[Segmentation data]
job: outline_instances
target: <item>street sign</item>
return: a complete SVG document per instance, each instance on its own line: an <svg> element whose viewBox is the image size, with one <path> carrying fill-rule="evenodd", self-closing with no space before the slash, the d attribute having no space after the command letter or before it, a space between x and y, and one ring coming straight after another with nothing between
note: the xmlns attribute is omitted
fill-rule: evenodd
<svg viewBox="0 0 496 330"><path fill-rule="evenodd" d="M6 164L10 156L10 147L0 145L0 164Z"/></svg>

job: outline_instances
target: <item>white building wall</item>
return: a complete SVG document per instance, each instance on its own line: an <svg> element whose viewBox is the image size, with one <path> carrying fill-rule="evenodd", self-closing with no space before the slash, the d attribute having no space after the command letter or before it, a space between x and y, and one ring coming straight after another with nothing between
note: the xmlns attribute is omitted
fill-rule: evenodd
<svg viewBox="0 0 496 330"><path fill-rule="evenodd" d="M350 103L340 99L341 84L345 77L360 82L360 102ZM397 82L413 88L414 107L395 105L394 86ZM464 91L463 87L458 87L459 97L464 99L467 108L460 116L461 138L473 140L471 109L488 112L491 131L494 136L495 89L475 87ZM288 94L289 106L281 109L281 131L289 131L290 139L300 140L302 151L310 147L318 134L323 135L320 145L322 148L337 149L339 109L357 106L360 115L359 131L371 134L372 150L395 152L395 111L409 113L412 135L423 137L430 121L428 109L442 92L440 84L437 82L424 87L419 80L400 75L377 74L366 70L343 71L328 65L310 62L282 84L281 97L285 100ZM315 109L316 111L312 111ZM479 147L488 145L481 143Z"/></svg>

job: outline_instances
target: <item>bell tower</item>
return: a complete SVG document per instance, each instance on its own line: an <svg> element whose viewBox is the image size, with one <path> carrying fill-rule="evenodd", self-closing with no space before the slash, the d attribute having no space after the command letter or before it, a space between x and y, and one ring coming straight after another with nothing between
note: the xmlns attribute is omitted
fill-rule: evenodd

_Exercise:_ Reproduce every line of the records above verbatim.

_Output:_
job: outline_instances
target: <item>street sign</item>
return: a complete SVG document per instance, each instance on its own line: an <svg> element whose viewBox is the image size, with one <path> carrying fill-rule="evenodd", self-closing with no space before the slash, the d attribute having no space after the command letter or before it, a space between x and y, and one ring coming straight after another with nothing between
note: the xmlns attribute is omitted
fill-rule: evenodd
<svg viewBox="0 0 496 330"><path fill-rule="evenodd" d="M6 164L10 156L10 147L0 145L0 164Z"/></svg>

job: outline_instances
target: <item>white building wall</item>
return: a complete SVG document per instance, each instance on its own line: an <svg> element whose viewBox is the image size, with one <path> carrying fill-rule="evenodd", self-closing with no space before the slash, the d attribute having no space after the command letter or before it, a space between x and y, and one ring coming straight after another with nothing between
note: the xmlns attribute is omitted
fill-rule: evenodd
<svg viewBox="0 0 496 330"><path fill-rule="evenodd" d="M350 103L340 99L341 84L345 77L360 82L360 102ZM397 82L413 88L414 107L395 105L394 86ZM464 91L463 87L458 87L459 97L464 99L467 108L460 116L461 138L473 140L471 109L488 112L491 131L494 136L495 89L475 87ZM288 94L289 106L281 109L281 131L289 131L290 139L300 140L302 151L310 147L318 134L323 135L320 145L322 148L337 149L339 109L357 106L360 115L359 131L371 134L372 150L395 152L395 111L409 113L412 135L423 137L430 121L428 109L442 92L440 84L437 82L424 87L419 80L400 75L377 74L366 70L343 71L328 65L310 62L282 84L281 97L285 100ZM315 109L316 111L312 111ZM479 147L488 145L481 143Z"/></svg>

job: outline_instances
target: <item>bell tower</item>
return: a complete SVG document per instance, each instance on its own line: an <svg> element whose viewBox is the image size, with one <path> carrying fill-rule="evenodd", self-closing with no space before the slash, the d attribute having no space after the command letter or before it, a space between x and y, and one ring coming straight after another with nothing between
note: the xmlns attribute is omitted
fill-rule: evenodd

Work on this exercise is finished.